[begin Text segment]
# Panama City Vacation help



## oldenred (Apr 28, 2014)

I am thinking about taking the family to Panama City in July. Never been so if anyone has helpful ideas that would be great. First question is what hotels are right on the beach preferably right next to one of the big public fishing piers? Next what other things are there to do? I have a daughter that is 6 and a son that is 2. I am not set in stone on Panama City so feel free to throw out some other ideas for Florida that is on the beach with lots of kid stuff and good fishing from piers. Thanks in advance.


----------



## Dustin Pate (Apr 28, 2014)

You will want the Calypso. Right next to the city pier and also pier park where you can eat/shop. I would take the kids to Gulf World. It is a marine animal park and they would enjoy it. There is also a water park down there that they might enjoy. 

As for the pier, that time of year it will be an early and late bite. Not he ideal time but you can definitely catch plenty of fish.


----------



## oldenred (Apr 28, 2014)

Dustin Pate said:


> You will want the Calypso. Right next to the city pier and also pier park where you can eat/shop. I would take the kids to Gulf World. It is a marine animal park and they would enjoy it. There is also a water park down there that they might enjoy.
> 
> As for the pier, that time of year it will be an early and late bite. Not he ideal time but you can definitely catch plenty of fish.



What would I be looking at catching and what are the ideal times to be there for good fishing?


----------



## westcobbdog (Apr 28, 2014)

I get my tutorial from the people who work at that bait store near Capt. Andersons seafood restaurant , just a little north of there on other side of road on the 4 lane road, name escapes me. . Great bait store. I also like to hit the State Park near there, it has a big pass and numerous places to wet a line with a store , too, also a small beach with a inlet to snorkel on the safe(r) side of the jettys at the pass, fun for kids.


----------



## oops1 (Apr 28, 2014)

Half hitch is the name of the store


----------



## Dustin Pate (Apr 28, 2014)

oldenred said:


> What would I be looking at catching and what are the ideal times to be there for good fishing?



King Mackeral and Spanish will be the main targets.

Usually April-May/June are good then again late September/October. 

I personally love October on the pier. I am headed down in two weeks and things look to be setting up nice for that time frame as well.


----------



## oldenred (Apr 28, 2014)

I don't do much pier fishing, what kind of gear is needed for it? Getting the fish out of the water etc.


----------



## Bpruitt (Apr 28, 2014)

oldenred said:


> I don't do much pier fishing, what kind of gear is needed for it? Getting the fish out of the water etc.



If you hook a good one the regulars will help ya out,they have pier nets/rope gaffs usually.If it's just fishing you like and ain't into the whole pier thing I would just take my bass tackle and throw shrimp in the surf.


----------



## biggabuck (Apr 29, 2014)

Or you can go to the jetties and throw a top water badonka donk early or late depending on the tide and catch some really big red fish. Or a bubble with a straw rig and catch Spanish.


----------



## Geffellz18 (May 5, 2014)
[end Text segment]
[begin Source data]
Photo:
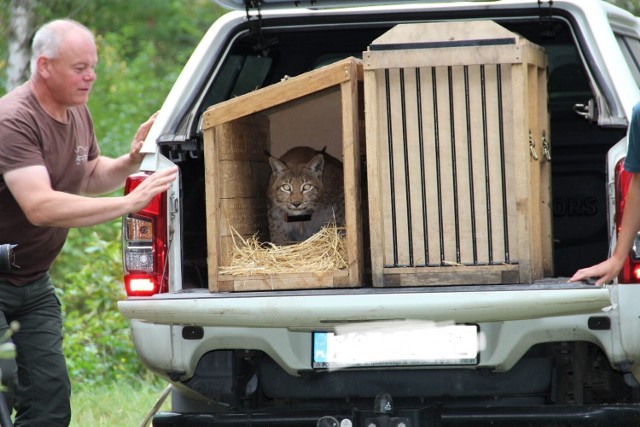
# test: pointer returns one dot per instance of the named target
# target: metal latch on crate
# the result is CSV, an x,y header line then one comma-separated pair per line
[end Source data]
### What you will do
A) Based on the Panama City vacation thread, do the statements below agree with it? Answer yes or no for each, quoting the deciding words. (i) Dustin Pate recommends the Calypso because it sits beside the city pier. (ii) Dustin Pate names July as one of the good months for pier fishing. (iii) The bait store near Capt. Andersons is called Half Hitch.
B) Carry the Panama City vacation thread forward past its final line.

### Task answers
A)
(i) Yes: "You will want the Calypso. Right next to the city pier"
(ii) No: "Usually April-May/June are good then again late September/October."
(iii) Yes: "Half hitch is the name of the store"

B)
Pcb may be your best bet for kids on the gulf now. They have really cleaned up the place a lot since I lived down that way. Destin's very nice too. As for hotels near the pier, just google earth it. There's too many to list. Most near the city pier(long one) are new construction and really nice. Down by the county pier, the resorts are older yet still nice for the most part. There's a third pier on St Andrews state park as well right off the pass if you plan to camp. 
Kid friendly attractions: 
Pier park(shopping area across from city pier) has a "miracle strip" fair type area with a few rides. Nothing like the old miracle strip amusemant park that was there years ago though.
Shipwreck island water park
Ripleys believe it or not museum
Wonderworks
Gulf World marine park
Tons of goofy golf
Several old timey arcades
Dolphin boat tours
Shell island tour
My childhood favorite: Going to the docks and seeing the charter boats come in and checking out their catch!!!


----------



## PopPop (May 6, 2014)

We prefer Gulf Shores and the Gulf Shores State Park Pier is incredible. Check out www.gulfshorespierfishing.com, a very helpful bunch there.
I have seen a bunch of big fish come over that rail and the locals are very helpful.


----------



## shakey gizzard (May 9, 2014)

Don't forget the gator in St Andrews state park!


----------



## Geffellz18 (May 9, 2014)

Oh, and depending on the way you go down, there's Florida caverns State park about an hour north-northeast in Marianna. Not far off hwy 231. Pretty cool place if you like caverns. Good stop on the way in or on trip back if you travel in that way.


----------



## redneck_billcollector (May 10, 2014)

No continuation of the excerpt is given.